## WHAT TO DO
Continue the article on the growing global use of resources from the point where it stops.

## PASSAGE FOR REVIEW
From food to fossil fuels, the hunger for resources is growing by an average of more than 2.3% every year, according to the 2024 Global Resource Outlook



The rapid increase in the extraction of resources can significantly worsen the impact of climate change. Now, the United Nations (UN) has called for massive changes in energy, food, transport, and housing, after stating that the extraction of resources could surge 60%  by 2060, putting climate goals and economic prosperity at risk.

The huge expansion of infrastructure, energy demand and consumer consumption over the last half century, specifically in wealthier countries, has tripled the world’s use of materials, according to the 2024 Global Resource Outlook by the UN Environment Programme’s International Resource Panel. According to AFP, from food to fossil fuels, the hunger for resources is growing by an average of more than 2.3% every year.

People from rich countries use six times more materials and are responsible for ten times more climate impacts than those in low-income countries, according to the analysis. The report also pointed out that the extraction and processing of resources account for over 60% of Earth’s warming emissions.

## RECORD EXCERPTS
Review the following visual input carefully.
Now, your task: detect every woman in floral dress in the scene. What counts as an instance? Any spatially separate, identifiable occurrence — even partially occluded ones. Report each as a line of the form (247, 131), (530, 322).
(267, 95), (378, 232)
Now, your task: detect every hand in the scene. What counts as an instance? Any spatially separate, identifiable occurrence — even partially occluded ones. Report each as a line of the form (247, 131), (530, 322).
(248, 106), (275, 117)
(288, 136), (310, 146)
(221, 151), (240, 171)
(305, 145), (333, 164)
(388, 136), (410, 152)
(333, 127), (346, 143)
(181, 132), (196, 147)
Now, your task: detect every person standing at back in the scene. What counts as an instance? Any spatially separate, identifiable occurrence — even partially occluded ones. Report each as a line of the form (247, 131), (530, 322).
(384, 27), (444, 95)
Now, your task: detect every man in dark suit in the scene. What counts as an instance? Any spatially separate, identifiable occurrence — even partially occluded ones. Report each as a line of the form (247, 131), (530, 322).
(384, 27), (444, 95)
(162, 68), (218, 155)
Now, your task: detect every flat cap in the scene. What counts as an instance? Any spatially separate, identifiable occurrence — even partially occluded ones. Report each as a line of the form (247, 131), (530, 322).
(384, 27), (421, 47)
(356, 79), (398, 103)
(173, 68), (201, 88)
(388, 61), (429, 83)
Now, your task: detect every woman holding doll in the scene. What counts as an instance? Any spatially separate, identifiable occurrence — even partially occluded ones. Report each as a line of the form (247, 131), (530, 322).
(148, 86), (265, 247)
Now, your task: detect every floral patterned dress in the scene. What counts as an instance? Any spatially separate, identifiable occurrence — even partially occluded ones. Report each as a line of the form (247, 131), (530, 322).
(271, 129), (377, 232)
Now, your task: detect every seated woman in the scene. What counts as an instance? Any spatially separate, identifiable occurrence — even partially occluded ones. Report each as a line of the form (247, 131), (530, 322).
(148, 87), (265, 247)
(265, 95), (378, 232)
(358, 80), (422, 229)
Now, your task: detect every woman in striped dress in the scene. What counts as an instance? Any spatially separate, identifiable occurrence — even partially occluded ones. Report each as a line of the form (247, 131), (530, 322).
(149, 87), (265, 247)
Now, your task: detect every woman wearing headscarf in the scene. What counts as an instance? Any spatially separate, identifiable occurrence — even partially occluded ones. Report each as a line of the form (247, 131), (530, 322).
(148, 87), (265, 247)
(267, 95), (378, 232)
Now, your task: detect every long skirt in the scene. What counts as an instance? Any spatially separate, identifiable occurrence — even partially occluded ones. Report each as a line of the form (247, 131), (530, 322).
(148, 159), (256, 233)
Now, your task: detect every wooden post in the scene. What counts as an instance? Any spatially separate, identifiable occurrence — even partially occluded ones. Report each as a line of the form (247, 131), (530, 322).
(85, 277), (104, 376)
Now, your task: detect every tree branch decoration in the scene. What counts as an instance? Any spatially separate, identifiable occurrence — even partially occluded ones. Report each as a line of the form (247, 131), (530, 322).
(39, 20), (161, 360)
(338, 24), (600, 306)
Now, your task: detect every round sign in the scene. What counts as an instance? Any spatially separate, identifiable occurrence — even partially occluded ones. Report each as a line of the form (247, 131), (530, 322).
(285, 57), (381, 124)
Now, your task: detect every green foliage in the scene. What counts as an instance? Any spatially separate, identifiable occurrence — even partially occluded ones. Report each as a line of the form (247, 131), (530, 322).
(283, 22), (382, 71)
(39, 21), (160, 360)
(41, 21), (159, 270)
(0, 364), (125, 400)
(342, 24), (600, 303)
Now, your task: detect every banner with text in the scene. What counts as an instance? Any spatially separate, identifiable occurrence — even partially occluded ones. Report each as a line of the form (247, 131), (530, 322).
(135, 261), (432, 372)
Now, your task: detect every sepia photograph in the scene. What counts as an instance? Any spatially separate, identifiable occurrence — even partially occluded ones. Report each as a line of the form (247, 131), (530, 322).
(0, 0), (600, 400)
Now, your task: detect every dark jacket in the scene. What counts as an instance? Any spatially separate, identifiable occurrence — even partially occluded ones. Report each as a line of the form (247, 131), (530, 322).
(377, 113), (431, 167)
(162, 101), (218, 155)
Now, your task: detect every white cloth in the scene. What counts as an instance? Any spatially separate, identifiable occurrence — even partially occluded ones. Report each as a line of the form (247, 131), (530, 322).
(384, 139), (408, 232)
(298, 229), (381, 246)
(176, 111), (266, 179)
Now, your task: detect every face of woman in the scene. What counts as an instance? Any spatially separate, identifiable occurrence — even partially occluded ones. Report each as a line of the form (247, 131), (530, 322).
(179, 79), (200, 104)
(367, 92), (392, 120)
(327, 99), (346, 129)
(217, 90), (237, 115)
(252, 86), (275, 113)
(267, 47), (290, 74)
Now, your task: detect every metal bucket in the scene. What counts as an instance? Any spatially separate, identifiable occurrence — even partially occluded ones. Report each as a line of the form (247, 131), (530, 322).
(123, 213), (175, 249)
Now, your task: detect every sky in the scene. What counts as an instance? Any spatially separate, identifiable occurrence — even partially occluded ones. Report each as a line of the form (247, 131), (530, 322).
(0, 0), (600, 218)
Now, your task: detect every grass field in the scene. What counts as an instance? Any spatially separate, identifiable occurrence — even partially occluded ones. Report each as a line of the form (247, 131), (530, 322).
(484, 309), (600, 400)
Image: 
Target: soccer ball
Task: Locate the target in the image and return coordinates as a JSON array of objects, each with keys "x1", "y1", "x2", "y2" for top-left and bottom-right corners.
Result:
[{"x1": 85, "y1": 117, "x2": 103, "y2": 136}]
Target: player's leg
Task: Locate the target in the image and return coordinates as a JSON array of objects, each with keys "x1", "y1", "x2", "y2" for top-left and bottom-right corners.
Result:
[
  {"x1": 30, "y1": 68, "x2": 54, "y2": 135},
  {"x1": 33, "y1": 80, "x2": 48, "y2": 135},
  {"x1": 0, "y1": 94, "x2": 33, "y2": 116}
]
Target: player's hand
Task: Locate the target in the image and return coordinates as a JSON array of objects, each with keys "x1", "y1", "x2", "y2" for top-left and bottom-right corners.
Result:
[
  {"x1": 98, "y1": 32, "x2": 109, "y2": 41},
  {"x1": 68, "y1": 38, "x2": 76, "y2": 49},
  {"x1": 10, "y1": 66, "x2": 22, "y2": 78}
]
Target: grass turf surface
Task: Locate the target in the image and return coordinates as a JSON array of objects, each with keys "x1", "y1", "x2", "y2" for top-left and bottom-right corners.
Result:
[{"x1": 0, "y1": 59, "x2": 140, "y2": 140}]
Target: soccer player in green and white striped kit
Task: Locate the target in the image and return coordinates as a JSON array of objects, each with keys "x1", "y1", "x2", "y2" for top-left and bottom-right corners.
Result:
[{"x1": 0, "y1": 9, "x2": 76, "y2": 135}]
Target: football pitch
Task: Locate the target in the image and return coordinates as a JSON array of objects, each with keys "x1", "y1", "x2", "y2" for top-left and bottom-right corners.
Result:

## EXPECTED ANSWER
According to the lead author Hans Bruyninckx, if this situation continues then the world will far exceed the temperature limits set out in the 2015 Paris Agreement, in which countries agreed to limit global warming below two degrees Celsius and preferably at 1.5C.

“You’ve got resource use that is increasing, too much impact on Earth systems that is not tenable,” he told AFP. The report warns that computer modelling suggests an increase of almost 60% by 2060 from 2020 levels, from 100 to 160 billion tonnes.

According to an AFP report, some of the recommended actions include policy changes, focused on high-consumption countries, which could reduce the projected increase in resource use by a third as well as reduce greenhouse gas emissions by 80% and improve health.

The researchers also suggested dietary changes could reduce food waste and dependency on animal protein. They also recommended more efficient transport systems, and denser housing using recycled building materials.

This is not the first time the UN has warned about the excessive extraction of resources. In March 2019, a report released at the UN Environment Assembly, Global Resources Outlook 2019, pointed out that the extraction and processing of materials, fuels and food contribute to half of total global greenhouse gas emissions and over 90% of biodiversity loss and water stress. 

The report’s suggestions included extending product life cycles, smart product design and standardisation and reuse, recycling and remanufacturing.